[GIVEN RECORDS — start]
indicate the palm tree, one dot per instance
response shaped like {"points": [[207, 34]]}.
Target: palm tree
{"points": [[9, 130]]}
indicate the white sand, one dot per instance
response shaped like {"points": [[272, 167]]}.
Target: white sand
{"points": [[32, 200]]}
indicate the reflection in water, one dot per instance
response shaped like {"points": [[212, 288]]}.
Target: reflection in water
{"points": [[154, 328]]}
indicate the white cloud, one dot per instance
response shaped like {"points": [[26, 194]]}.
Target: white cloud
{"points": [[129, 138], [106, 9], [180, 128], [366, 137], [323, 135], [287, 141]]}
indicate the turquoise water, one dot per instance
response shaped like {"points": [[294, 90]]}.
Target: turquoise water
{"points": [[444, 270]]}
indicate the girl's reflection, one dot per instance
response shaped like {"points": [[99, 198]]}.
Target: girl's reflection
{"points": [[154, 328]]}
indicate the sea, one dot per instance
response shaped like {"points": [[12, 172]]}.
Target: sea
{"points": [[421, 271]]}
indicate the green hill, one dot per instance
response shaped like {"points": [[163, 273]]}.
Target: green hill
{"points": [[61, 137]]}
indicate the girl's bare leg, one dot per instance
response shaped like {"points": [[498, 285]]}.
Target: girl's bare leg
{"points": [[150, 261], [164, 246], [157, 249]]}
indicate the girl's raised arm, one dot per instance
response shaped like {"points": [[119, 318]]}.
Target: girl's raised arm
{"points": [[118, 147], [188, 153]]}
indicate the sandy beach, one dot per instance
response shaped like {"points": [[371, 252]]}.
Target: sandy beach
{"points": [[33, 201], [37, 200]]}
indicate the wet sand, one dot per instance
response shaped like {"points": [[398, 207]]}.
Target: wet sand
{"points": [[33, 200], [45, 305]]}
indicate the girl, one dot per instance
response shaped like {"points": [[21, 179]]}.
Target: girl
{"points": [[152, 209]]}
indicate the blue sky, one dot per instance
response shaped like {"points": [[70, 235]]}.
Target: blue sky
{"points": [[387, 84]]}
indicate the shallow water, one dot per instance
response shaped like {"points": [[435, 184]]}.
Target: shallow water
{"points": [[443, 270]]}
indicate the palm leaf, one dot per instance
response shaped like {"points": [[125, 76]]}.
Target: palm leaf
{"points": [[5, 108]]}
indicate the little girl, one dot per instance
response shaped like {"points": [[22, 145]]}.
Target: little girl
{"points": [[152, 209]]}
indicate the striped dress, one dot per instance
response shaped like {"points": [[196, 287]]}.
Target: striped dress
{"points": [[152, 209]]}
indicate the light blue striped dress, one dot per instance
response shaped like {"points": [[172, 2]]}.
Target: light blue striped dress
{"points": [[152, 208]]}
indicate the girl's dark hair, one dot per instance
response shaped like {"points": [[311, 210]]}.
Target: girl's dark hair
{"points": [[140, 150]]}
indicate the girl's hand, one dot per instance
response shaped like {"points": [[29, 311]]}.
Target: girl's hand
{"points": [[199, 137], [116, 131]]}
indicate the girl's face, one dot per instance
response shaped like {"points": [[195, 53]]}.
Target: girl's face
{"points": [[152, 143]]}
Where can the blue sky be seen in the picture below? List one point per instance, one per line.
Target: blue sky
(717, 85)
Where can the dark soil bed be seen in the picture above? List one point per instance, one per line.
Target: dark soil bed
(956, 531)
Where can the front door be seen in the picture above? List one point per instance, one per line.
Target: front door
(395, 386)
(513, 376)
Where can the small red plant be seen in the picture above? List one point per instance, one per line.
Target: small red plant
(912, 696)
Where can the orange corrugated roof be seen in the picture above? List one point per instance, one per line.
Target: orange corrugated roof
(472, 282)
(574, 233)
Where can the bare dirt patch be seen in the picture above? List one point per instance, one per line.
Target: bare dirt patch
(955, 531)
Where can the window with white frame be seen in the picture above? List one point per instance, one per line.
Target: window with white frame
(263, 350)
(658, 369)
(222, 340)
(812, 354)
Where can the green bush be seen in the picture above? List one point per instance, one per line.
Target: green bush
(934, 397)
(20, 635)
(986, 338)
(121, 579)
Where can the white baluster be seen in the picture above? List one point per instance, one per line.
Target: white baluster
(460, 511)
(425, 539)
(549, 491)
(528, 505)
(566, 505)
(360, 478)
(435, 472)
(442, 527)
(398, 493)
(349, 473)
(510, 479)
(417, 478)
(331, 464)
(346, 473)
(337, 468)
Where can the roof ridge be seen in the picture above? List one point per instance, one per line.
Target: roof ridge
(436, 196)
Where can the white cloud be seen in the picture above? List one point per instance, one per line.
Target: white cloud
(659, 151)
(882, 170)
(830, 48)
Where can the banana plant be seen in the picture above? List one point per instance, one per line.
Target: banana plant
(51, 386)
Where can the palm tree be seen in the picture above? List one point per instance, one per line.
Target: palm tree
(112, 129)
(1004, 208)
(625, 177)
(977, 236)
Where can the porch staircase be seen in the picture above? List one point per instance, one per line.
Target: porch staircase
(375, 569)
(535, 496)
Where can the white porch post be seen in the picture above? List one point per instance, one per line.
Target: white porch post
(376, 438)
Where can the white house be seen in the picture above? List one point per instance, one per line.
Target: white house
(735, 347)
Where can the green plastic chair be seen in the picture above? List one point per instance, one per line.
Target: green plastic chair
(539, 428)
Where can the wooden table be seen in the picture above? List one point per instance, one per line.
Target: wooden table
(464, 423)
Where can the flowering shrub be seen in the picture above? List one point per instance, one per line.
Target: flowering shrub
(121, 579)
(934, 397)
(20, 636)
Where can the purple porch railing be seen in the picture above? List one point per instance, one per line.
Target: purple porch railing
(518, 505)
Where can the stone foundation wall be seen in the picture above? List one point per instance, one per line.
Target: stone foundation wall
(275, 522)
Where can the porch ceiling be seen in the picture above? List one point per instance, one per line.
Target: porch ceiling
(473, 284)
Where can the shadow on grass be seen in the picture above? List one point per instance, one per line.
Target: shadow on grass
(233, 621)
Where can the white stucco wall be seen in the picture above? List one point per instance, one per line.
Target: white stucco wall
[GIVEN RECORDS — finish]
WHAT THE TASK REQUIRES: Beginning with the line that has "Target: green bush" and ending with the line that has "Where can the palm", set down the lines above exactly and include no others.

THE ANSWER:
Target: green bush
(934, 397)
(20, 635)
(986, 338)
(121, 579)
Where can the white baluster be seen in the picture above? List one point per instance, one per line.
Target: white baluster
(460, 511)
(425, 539)
(549, 491)
(528, 505)
(566, 505)
(360, 478)
(435, 472)
(442, 527)
(398, 493)
(349, 473)
(510, 479)
(417, 478)
(331, 464)
(346, 473)
(337, 468)
Where can the roof ridge be seen in the picture above? List one point per instance, one per line.
Target: roof ridge
(436, 196)
Where can the white cloud be seen in the picture above? List one point per instance, one per line.
Target: white cloud
(659, 151)
(882, 170)
(830, 48)
Where can the banana plant be seen in the picture above? List one point per instance, one per line.
Target: banana plant
(51, 386)
Where can the palm tree be seen in the picture above? List one point per instance, one per line.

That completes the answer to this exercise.